## SOURCE PASSAGE
-=-=-=-=-
Your unrelated comics link of the week: the first four pages of Necropolis. This comic looks to be fun.
If you’ve seen my previous two reviews of Michael W. Lucas’s ‘Mastery’ books – DNSSEC Mastery and SSH Mastery – then you can guess what this will be: his newest book, focusing on a single software topic. This time it’s sudo.
The one downside of reading this book: I now am aware I’m using sudo wrong. Perhaps not wrong, but not anywhere near its potential. Sudo – and I’m not the only person who has experienced this – is used as a “Let’s install sudo so we don’t have to tell anyone the root password”. Sudo works for that sort of thing, but there’s a lot more possibilities.
Sudo is designed to be deployable across multiple systems, as part of a security policy. It’s an easy way to create purpose-shaped roles with different users, especially with users that have specialized skills and tasks, like database maintenance.
Obviously I think better of sudo after reading the book; there’s a lot of program capabilities of which I was unaware, but it’s the book that sells them. Michael W. Lucas’s humor is on display again, to break up some very technical material. Here’s some bits, pulled out.
Remember that “syntactically valid” is not the same as “does what you want.”
Pressing Q tells visudo to break sudo until you log in as root and fix it. Do not press this button. You won’t like it.
Here I create the TAPEMONKEYS alias for the people who manage backups.
And if Carl tries to configure Oracle on the PostgreSQL server, senior sysadmin Thea needs to have sharp words with him. Probably involving a tire iron.
The book is in-depth enough to cover more complex topics like using sudo and Active Directory, and sudo as an intrusion detection tool, of all things.
The usual reasons to buy a Mastery book are all still there: it specifically mentions working on BSD systems instead of pretending Linux is the only system out there. It’s available through a DRM-free seller (Smashwords) in addition to Amazon. It’s a self-published effort, not shovelware. It’s available now as an ebook, and in physical form soon. Lucas talks about it on BSDNow 010, too.
I have one last nontechnical note. Since these Mastery books are working into a series, I’d like to see a whole printed run of visually matching books. Something with the equivalent of the O’Reilly animals or the Pelican or even Little Blue Books common look and feel.
-=-=-=-=-
[Dataset records on where objects are located]
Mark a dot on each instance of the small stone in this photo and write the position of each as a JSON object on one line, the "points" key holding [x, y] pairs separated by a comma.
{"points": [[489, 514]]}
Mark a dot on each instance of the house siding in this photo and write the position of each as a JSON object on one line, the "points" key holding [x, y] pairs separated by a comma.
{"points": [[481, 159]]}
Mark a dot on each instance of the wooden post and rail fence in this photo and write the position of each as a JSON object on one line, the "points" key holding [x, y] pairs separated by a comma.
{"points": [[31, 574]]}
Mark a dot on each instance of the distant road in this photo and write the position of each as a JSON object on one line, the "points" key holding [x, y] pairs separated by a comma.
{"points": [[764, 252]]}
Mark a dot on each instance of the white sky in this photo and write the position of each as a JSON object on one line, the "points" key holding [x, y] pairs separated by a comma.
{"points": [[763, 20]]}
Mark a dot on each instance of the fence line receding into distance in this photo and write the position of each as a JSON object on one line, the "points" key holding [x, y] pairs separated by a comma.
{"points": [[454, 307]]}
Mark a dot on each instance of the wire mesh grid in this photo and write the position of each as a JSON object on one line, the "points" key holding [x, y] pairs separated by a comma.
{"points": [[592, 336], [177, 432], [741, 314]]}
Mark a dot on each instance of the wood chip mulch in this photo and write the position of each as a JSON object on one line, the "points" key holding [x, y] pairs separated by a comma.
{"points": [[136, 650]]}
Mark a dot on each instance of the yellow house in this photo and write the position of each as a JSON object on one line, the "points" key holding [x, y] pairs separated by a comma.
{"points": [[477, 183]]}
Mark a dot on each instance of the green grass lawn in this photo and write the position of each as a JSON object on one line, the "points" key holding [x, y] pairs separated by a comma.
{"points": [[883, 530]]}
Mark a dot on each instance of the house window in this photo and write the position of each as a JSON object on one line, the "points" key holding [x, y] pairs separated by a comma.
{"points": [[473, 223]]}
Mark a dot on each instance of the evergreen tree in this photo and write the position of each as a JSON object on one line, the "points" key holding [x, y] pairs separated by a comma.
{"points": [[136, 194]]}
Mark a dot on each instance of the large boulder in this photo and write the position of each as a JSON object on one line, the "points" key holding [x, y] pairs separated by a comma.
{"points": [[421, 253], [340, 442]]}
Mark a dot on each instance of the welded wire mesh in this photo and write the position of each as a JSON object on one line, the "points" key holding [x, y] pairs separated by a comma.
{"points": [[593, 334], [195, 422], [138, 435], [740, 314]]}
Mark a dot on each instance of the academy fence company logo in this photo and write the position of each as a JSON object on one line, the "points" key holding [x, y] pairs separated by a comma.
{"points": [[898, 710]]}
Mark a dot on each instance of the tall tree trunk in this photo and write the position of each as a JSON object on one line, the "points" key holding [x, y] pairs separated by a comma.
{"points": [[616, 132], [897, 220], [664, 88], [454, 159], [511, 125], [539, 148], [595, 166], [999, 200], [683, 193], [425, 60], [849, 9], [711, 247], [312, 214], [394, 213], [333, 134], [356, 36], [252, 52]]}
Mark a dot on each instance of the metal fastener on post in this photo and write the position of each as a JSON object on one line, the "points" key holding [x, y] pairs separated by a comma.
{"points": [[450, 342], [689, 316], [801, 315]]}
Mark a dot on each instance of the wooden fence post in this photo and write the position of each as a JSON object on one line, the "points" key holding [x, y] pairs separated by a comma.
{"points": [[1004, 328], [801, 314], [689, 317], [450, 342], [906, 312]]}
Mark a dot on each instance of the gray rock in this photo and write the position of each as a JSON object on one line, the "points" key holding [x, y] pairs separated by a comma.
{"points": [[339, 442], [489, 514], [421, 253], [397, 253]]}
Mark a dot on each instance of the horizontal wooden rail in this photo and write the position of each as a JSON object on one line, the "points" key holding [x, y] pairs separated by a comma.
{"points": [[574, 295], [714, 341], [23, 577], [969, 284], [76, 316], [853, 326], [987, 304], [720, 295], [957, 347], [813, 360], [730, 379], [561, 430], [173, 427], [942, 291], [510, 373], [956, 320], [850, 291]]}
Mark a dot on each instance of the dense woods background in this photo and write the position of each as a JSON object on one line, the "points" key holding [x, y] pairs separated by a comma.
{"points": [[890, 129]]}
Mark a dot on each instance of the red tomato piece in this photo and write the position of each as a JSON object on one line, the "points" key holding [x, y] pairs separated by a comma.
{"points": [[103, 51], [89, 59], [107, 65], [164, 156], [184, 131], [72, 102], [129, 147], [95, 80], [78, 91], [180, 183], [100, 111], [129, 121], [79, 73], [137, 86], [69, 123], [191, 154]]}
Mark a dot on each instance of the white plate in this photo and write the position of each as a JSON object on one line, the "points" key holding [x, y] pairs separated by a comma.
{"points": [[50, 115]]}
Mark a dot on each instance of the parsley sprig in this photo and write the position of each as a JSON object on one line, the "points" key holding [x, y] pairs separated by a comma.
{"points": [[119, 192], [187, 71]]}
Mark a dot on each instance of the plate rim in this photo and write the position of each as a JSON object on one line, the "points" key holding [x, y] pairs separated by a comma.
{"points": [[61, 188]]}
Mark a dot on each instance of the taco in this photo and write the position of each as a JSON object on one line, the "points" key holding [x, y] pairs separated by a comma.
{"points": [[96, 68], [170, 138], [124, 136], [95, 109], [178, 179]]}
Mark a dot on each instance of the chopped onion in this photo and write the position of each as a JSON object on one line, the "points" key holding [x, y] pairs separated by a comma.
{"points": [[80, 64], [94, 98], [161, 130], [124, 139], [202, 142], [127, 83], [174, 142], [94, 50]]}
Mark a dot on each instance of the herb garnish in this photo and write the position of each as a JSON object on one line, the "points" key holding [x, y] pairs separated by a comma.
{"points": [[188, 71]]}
-=-=-=-=-
Extend the review of the sudo book, picking up after its last sentence. The records stand apart from the review and are a separate body of material.

The takeaway: You should be reading this book if you plan to use sudo in any sort of multiuser environment. It’s available as an e-book direct from the author, via Amazon, via Smashwords, and possibly Barnes & Noble at some point in the near future. Physical books are available, and you can buy both forms together, apparently.
And of course this sudo joke.
I spent this entire week saying things like “Wait, today’s Tuesday?” and “I thought this was Wednesday, not Thursday.”
- Welcome to my GUI Gallery, a whole lot of different GUI screenshots. This mention of the “Salto” Alto emulator brought me there, and there’s some material I’ve never seen before. Also, there’s Bob. Not “Bob” the prophet, but Bob, the computer mistake. Speaking of problematic designs, see the Windows 8 page.
- 5 Cool UNIX Hacks. Sounds linkbaity, but it’s useful. I didn’t realize that CTRL-a is the non-destructive version of CTRL-u. (via)
- This seems strange, but I never heard of PLATO, even though it seems to be the precursor to so much. (via)
- “Goodbye Google“, in terms of switching to your own platform, seems to be a new trend.
- arkOS, a similar idea.
- Finding Files Your Way. I can never remember all the arguments to ‘find’.
- Google has a Shell Style Guide. Which equates to a Bash Style Guide, but that’s OK. Shell scripts are sometimes considered the most disposable form of programming, so it’s good to see a full guide. (via)
Your unrelated animation of the week: late for meeting. A followup to going to the store, which I think I posted here years ago.
There’s a surprisingly large list this week.
- FreeBSD has updated netmap.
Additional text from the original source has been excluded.